» REQUIREMENT: All of the data must be returned exactly as given.

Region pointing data
-- Opening Marker --

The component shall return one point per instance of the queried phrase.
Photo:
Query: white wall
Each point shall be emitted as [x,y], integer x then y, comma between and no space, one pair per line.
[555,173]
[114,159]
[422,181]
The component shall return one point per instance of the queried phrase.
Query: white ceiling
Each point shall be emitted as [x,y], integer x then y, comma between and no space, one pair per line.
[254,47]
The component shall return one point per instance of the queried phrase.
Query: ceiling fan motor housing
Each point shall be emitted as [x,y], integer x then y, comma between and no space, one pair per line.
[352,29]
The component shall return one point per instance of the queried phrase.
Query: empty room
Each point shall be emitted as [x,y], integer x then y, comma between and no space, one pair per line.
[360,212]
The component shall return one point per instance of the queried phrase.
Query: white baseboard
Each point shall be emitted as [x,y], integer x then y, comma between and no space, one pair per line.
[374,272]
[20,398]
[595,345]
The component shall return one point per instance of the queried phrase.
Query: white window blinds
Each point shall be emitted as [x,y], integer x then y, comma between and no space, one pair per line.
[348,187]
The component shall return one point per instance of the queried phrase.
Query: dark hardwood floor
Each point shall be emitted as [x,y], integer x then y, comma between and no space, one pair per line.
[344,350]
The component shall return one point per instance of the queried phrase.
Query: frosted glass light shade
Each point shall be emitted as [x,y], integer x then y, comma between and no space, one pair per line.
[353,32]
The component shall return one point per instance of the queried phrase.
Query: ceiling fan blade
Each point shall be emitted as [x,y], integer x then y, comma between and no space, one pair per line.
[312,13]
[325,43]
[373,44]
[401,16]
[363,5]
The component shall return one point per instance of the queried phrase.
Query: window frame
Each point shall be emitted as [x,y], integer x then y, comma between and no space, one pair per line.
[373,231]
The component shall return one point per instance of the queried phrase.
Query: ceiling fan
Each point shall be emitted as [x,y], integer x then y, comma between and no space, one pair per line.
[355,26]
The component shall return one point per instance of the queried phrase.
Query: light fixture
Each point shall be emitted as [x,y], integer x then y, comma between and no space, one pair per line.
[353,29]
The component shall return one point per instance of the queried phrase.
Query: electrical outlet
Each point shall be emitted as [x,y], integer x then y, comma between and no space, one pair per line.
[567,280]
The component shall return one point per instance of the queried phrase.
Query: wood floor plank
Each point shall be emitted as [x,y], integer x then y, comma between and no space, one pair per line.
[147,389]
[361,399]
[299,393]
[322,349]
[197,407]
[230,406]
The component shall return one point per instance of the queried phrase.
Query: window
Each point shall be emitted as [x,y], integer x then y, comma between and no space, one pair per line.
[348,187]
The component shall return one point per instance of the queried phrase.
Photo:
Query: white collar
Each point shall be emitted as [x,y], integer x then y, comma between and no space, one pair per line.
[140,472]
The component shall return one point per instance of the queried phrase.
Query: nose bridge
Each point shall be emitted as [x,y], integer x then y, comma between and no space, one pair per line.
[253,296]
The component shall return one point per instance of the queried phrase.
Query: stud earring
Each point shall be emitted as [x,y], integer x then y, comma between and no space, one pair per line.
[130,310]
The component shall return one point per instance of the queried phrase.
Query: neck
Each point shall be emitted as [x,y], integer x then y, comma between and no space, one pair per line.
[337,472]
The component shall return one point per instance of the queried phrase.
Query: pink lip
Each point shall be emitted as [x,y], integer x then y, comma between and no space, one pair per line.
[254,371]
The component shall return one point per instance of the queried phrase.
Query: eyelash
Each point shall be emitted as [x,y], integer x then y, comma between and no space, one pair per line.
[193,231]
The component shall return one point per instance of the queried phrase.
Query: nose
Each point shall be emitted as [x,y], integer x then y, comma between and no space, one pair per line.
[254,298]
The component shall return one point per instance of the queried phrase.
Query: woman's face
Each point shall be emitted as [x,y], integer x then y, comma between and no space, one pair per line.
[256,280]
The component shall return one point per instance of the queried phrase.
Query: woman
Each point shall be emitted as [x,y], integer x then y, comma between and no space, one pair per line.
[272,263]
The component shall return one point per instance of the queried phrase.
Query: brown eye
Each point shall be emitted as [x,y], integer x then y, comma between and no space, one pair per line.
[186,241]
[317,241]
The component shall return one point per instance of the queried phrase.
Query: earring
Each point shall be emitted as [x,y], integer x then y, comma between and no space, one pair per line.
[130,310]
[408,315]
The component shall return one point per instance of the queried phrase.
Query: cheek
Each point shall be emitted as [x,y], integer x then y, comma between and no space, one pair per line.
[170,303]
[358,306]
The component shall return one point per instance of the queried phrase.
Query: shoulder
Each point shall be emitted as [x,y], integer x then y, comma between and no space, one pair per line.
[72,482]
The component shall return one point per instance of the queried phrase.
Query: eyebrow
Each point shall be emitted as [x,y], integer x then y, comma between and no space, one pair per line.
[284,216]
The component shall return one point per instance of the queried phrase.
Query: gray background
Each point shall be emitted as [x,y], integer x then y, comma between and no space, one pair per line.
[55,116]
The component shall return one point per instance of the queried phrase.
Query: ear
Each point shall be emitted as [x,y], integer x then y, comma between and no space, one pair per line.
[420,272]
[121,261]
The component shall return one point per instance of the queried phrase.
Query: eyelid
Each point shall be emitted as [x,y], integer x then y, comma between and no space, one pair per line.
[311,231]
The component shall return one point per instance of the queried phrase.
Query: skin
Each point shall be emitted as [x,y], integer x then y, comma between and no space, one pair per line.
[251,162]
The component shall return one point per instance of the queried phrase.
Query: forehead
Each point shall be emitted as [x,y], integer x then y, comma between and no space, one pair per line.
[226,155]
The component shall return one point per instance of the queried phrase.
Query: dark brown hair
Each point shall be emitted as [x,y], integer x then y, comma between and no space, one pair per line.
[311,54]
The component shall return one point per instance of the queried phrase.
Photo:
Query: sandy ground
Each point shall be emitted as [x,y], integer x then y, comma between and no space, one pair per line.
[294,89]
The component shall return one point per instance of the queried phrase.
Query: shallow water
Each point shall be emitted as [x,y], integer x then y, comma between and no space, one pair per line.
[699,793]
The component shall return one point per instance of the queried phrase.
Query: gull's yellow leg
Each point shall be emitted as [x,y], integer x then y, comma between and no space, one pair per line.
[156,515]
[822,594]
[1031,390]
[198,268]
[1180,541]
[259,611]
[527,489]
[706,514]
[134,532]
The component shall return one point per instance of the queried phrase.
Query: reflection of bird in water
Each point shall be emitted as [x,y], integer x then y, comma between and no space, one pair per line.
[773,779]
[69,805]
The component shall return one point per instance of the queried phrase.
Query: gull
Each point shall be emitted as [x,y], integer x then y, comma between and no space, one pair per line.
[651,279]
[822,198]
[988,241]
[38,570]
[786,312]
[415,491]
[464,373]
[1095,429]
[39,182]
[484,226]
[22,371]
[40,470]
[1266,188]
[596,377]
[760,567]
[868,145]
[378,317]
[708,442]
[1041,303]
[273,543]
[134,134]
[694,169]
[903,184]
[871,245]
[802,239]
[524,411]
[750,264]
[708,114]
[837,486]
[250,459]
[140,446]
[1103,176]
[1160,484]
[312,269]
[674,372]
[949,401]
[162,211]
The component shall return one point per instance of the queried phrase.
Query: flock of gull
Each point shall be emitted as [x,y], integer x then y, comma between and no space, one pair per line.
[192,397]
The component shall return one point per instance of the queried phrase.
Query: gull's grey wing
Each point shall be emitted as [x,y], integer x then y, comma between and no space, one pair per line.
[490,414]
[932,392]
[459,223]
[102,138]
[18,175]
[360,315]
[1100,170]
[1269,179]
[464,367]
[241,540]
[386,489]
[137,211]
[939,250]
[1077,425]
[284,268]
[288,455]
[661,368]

-- Closing Marker --

» FINISHED EXERCISE:
The component shall return one point per instance of the queried phrase.
Photo:
Query: white wall
Each point shall be emitted as [x,y], integer x then y, comma between and no space, one pair per line.
[555,173]
[114,159]
[422,181]
The component shall return one point per instance of the queried phrase.
Query: white ceiling
Each point shall be emitted as [x,y], integer x then y, comma between and no space, one pair per line.
[254,47]
The component shall return one point per instance of the queried phrase.
Query: ceiling fan motor housing
Each point shall be emitted as [x,y], integer x then y, comma between and no space, one pair per line.
[352,29]
The component shall return one point per instance of the queried phrase.
Query: empty room
Each point shall be emitted as [x,y], integer x then y, comma between and no space, one pair per line.
[360,212]
The component shall return one point per instance of the queried phrase.
Query: white baseboard
Each point shall be emitted as [x,y], integer x then y, comma between and no space, one pair per line.
[374,272]
[20,398]
[595,345]
The component shall return one point per instance of the queried phrase.
Query: white window blinds
Each point shall be emitted as [x,y], integer x then y, comma between and no space, one pair per line.
[348,187]
The component shall return one point per instance of the queried phrase.
Query: dark hardwood floor
Each point shall be emitted as [x,y], integer x then y, comma between and no space, one pair per line.
[344,350]
The component shall return one point per instance of the queried phrase.
Query: frosted glass light shade
Each point shall be emitted as [x,y], integer x then y, comma between and no space, one pair per line.
[353,32]
The component shall return one point per instance of the queried phrase.
Query: ceiling fan blade
Each point shall be emitted as [x,y], integer x then y, comma between and no space, one pair per line.
[312,13]
[325,43]
[373,44]
[401,16]
[363,5]
The component shall return one point per instance of the queried phrase.
Query: window frame
Each point shall be emitted as [x,y], integer x then y, comma between and no space, one pair per line.
[373,231]
The component shall return one point per instance of the queried phrase.
Query: ceiling fan
Each point shall be emitted as [x,y], integer x then y, comma between and no space, one pair per line.
[355,26]
The component shall return one point per instance of the queried phrase.
Query: light fixture
Each point shall be emitted as [x,y], integer x then y, comma between and no space, one pair per line.
[353,29]
The component shall return one point per instance of the queried phrase.
Query: electrical outlet
Each point shall be emitted as [x,y], integer x then y, comma between and no space, one pair per line.
[567,280]
The component shall return one point per instance of the queried phrase.
Query: wood floor plank
Each point shall be emitted as [x,y], integer x then y, comma between and no space, one pair per line.
[147,389]
[361,399]
[299,393]
[322,349]
[197,407]
[230,406]
The component shall return one point per instance of the queried phrase.
Query: window
Each point shall be emitted as [x,y], integer x then y, comma between and no space, one pair per line.
[348,187]
The component shall return one point per instance of the queried phrase.
Photo:
Query: white collar
Each point shall be emitted as [x,y], integer x then y, comma between and no space, one pair per line.
[140,472]
The component shall return one point per instance of the queried phrase.
Query: nose bridge
Each point shall be emitted as [x,y], integer x then y, comma between and no space, one pair per line.
[253,296]
The component shall return one point per instance of the queried phrase.
Query: stud earring
Each point shall be emitted as [x,y], integer x then y, comma between and no space, one pair per line.
[130,310]
The component shall return one point per instance of the queried phrase.
Query: neck
Each point shall be emitted as [x,y], integer x then y, comma between and no space, one pair per line.
[337,472]
The component shall return one point per instance of the queried phrase.
Query: pink lip
Each point shall be emitted as [x,y], integer x then y, comma between and no space, one pair per line.
[254,371]
The component shall return one point per instance of the queried phrase.
Query: eyelash
Each point shall be emitted as [x,y], integer x then y, comma between and no space, one pair per line.
[193,231]
The component shall return one point per instance of the queried phrase.
Query: nose
Each point shall be emitted as [x,y], integer x then y, comma between and no space, one pair per line.
[254,298]
The component shall return one point per instance of the queried phrase.
Query: woman's face
Each point shall be emitted as [x,y], integer x then y, comma between and no space, one pair per line.
[256,280]
The component shall return one point per instance of the queried phrase.
Query: woman
Each point shall be emitted as [x,y], integer x then y, comma between and no space, one pair per line.
[272,263]
The component shall return one point per instance of the queried phrase.
Query: brown eye
Each point shall be emitted as [x,y], integer x then y, comma between and no space, one pair per line.
[186,241]
[317,241]
The component shall return one point per instance of the queried phrase.
Query: earring
Each point shall be emitted as [x,y], integer x then y, comma between and no space, one pair per line.
[130,310]
[408,315]
The component shall return one point per instance of the queried phrase.
Query: cheek
Each point shall be emitted as [x,y], integer x then y, comma between and no space, one pair per line.
[170,303]
[358,306]
The component shall return one point per instance of the queried phrase.
Query: shoulder
Each point shall be emitted as [x,y], integer x then y, comma between and no space, one pair per line.
[72,482]
The component shall return one point per instance of the queried phrase.
Query: eyebrow
Each point shall be emitted as [x,y], integer x then y, comma between and no space, one pair per line.
[284,216]
The component shall return one point per instance of the queried phrase.
Query: gray background
Each point shall be emitted as [x,y], integer x then y, comma between and no space, one pair per line.
[55,116]
The component shall return one point per instance of the queried phrase.
Query: ear
Each point shall be emitted as [x,y], integer x then y, comma between and no space, one pair per line.
[420,272]
[121,261]
The component shall return one point per instance of the queried phrase.
Query: eyelid
Each point shall be emitted as [x,y], integer x then y, comma between and no space, one pair per line.
[311,231]
The component shall return one point per instance of the queried phrase.
Query: skin
Each point shall be emitted as [x,y], integer x then y, comma between and no space, one pair per line.
[251,162]
The component shall return one point per instance of the queried phrase.
Query: forehead
Each point shall be emitted as [x,y], integer x then y, comma between and no space, one pair per line.
[226,155]
The component shall return one point per instance of the queried phrase.
Query: dark brown hair
Each point shall be emitted as [x,y], integer x then y, comma between and no space, one pair per line.
[311,54]
The component shall return one point per instance of the queried phrase.
Photo:
Query: sandy ground
Each point shall be emitted as [x,y], integer x then y, comma between and no space, one pair per line.
[294,89]
The component shall return one point per instance of the queried phrase.
Query: shallow water
Each point shall be emitted as [x,y], integer x then y, comma between and no space, one pair per line.
[699,793]
The component shall return one point per instance of the queried phrase.
Query: gull's yellow leg
Each point shall be emitted as [x,y], integer x then y, comma between and no space, one pair per line.
[156,515]
[822,594]
[1031,390]
[198,268]
[1180,541]
[259,611]
[527,489]
[706,514]
[134,532]
The component shall return one point per instance of the queried phrase.
Query: reflection of bird in water
Each point shall be emitted as [x,y], integer x then y, comma between and no space, one pair per line.
[773,779]
[69,805]
The component shall return one point per instance of the queried phrase.
Query: gull
Each point shall be emitted as [x,y], integer x then y, comma between and no space, one pair per line.
[651,279]
[822,198]
[988,241]
[38,570]
[786,312]
[415,491]
[464,373]
[1095,429]
[39,182]
[484,226]
[22,371]
[40,470]
[1266,188]
[596,377]
[760,567]
[868,145]
[378,317]
[708,442]
[1041,303]
[273,543]
[134,134]
[694,169]
[903,184]
[871,245]
[802,239]
[524,411]
[750,264]
[708,114]
[837,486]
[250,459]
[140,446]
[1103,176]
[1160,484]
[312,269]
[674,372]
[949,401]
[162,211]
The component shall return one point per instance of the queried phrase.
Query: flock of gull
Each point shall be emitted as [x,y], integer x then y, comma between and no space, one pair per line.
[192,397]
The component shall return one point per instance of the queried phrase.
Query: gull's grey wing
Each point shall be emitted as [x,y], integer x then y, comma between and no space, one pair per line.
[490,414]
[932,392]
[459,223]
[102,138]
[18,175]
[360,315]
[1100,170]
[1269,179]
[464,367]
[241,540]
[386,489]
[137,211]
[939,250]
[1077,425]
[284,268]
[288,455]
[661,368]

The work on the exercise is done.